◆ **Instruction**:
Please duplicate the entries from the start of the extracted records through the line holding "negative clicks: (546, 24) (117, 288)", inclusive.

[Extracted records]
******
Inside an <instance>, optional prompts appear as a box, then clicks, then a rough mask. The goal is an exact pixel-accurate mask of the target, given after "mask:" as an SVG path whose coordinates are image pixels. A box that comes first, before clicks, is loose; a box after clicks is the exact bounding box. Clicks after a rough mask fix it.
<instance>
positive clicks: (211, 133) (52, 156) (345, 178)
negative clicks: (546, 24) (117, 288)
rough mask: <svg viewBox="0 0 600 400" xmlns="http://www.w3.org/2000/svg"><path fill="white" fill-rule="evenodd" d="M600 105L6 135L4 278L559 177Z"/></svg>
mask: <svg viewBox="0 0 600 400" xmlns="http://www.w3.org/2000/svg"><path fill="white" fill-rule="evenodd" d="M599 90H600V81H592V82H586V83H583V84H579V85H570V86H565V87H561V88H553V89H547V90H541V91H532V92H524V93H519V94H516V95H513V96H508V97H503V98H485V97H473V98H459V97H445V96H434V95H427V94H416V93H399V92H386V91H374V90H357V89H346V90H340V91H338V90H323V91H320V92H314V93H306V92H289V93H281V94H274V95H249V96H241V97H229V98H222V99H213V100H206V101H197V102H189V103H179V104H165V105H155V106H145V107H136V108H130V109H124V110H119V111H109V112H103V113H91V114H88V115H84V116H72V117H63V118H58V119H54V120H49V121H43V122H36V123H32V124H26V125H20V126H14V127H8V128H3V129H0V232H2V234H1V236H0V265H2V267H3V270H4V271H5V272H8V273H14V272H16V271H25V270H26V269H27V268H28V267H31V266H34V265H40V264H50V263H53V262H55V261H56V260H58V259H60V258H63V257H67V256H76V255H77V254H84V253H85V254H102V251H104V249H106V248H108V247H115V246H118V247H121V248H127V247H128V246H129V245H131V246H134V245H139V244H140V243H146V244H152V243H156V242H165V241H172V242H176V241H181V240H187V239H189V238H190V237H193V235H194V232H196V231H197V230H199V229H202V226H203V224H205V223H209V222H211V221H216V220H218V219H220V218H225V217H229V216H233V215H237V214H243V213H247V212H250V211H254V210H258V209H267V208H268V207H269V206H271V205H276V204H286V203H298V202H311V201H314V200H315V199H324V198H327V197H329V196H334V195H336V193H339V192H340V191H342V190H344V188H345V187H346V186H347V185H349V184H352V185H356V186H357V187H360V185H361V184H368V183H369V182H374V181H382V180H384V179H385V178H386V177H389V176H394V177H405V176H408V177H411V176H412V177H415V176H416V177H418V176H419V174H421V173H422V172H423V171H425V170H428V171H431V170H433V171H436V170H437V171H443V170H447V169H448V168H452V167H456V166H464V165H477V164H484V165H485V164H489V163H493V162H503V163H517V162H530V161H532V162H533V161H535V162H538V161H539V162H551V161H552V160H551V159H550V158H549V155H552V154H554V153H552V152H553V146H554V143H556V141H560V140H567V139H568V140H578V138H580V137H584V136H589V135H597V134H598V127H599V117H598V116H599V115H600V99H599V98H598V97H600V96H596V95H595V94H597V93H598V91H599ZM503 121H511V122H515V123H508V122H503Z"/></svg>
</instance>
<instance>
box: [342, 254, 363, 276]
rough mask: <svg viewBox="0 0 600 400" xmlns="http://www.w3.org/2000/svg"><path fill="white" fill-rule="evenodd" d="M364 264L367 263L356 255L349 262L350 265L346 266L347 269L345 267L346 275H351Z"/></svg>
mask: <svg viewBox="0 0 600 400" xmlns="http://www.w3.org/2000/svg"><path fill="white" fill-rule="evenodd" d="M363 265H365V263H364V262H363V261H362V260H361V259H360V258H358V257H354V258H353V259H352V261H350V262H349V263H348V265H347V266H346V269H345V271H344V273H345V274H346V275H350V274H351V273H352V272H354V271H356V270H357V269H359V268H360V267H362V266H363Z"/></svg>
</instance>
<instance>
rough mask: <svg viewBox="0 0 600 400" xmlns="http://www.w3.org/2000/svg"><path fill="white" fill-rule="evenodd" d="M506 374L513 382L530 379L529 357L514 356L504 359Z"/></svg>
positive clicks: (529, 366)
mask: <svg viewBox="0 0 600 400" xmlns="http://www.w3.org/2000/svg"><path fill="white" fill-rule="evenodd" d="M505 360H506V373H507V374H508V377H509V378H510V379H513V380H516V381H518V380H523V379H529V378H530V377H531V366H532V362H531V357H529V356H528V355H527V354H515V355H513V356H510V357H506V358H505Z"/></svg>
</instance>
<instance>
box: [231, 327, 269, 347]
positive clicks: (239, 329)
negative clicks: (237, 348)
******
◆ **Exercise solution**:
Inside an <instance>, optional prompts appear as a box, then clicks, then a rough mask. The goal is an exact pixel-accurate mask of the target, given after "mask:" as an SVG path whose coordinates are image pixels. A box that comes first, before clicks, is loose; a box after clicks is the exact bounding box. Clicks after a rough mask fix it.
<instance>
positive clicks: (211, 133) (52, 156) (345, 178)
negative clicks: (546, 24) (117, 288)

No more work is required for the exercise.